___ EXTRAIT DU DOCUMENT ___
W. D. – Derniers reportages en effet, pour Le Monde, mais c’est la première fois que je viens dans ce pays. Mon sentiment est très paradoxal car si la situation est dramatique pour les droits de l’Homme, et singulièrement pour les droits des femmes, le pays n’a jamais été aussi sûr depuis quinze ans puisque la menace principale c’étaient… les talibans. Certes, Daech est devenu leur ennemi et commet des attentats, mais cela n’a plus la même ampleur que durant les décennies précédentes. En revanche, j’aimerais davantage travailler à raconter l’angoisse des femmes, la crainte pour l’avenir… et ce n’est pas facile à mettre en images.
A. H. – Et quels sont vos projets à venir ?
___ EXTRAITS DE DONNÉES ___
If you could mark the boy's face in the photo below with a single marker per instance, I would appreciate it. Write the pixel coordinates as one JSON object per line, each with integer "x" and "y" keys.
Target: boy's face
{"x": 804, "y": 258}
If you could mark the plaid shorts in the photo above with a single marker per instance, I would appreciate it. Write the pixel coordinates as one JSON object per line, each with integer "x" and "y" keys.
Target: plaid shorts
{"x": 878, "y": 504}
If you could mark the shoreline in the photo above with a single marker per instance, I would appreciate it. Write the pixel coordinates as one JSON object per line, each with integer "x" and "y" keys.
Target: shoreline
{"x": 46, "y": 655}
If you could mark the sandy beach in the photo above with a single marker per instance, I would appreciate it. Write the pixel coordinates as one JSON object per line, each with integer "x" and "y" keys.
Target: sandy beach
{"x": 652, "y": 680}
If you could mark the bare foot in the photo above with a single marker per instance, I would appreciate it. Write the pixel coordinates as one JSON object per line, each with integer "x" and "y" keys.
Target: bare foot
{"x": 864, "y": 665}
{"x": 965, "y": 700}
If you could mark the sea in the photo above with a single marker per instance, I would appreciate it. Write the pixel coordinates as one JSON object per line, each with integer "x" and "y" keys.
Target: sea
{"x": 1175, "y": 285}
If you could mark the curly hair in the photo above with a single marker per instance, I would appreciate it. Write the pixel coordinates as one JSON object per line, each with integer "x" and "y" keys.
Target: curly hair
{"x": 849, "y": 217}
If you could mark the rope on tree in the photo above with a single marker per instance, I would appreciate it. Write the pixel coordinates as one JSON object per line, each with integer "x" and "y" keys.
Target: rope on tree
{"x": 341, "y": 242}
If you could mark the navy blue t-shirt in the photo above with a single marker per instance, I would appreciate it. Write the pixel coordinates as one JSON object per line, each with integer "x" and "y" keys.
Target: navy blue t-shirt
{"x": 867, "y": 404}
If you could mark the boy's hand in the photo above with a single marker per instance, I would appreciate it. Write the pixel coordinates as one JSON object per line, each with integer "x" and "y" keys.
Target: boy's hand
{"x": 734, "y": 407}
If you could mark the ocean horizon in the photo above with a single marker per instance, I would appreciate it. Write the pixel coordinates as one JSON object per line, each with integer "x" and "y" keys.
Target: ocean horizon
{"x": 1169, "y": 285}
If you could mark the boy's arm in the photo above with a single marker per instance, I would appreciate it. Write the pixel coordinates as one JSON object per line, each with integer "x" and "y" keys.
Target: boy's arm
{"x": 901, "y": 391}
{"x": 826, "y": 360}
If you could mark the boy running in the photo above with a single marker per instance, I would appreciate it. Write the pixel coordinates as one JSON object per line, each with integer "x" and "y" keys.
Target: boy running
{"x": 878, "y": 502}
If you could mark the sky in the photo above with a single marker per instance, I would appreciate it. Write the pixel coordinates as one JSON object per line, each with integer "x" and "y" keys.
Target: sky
___
Reproduisez mot pour mot le passage de l'extrait d'entretien qui va de « W. D. – Derniers » jusqu'à « projets à venir ? ». Les lignes constituent un matériau à part, sans lien avec l'extrait d'entretien.

W. D. – Derniers reportages en effet, pour Le Monde, mais c’est la première fois que je viens dans ce pays. Mon sentiment est très paradoxal car si la situation est dramatique pour les droits de l’Homme, et singulièrement pour les droits des femmes, le pays n’a jamais été aussi sûr depuis quinze ans puisque la menace principale c’étaient… les talibans. Certes, Daech est devenu leur ennemi et commet des attentats, mais cela n’a plus la même ampleur que durant les décennies précédentes. En revanche, j’aimerais davantage travailler à raconter l’angoisse des femmes, la crainte pour l’avenir… et ce n’est pas facile à mettre en images.
A. H. – Et quels sont vos projets à venir ?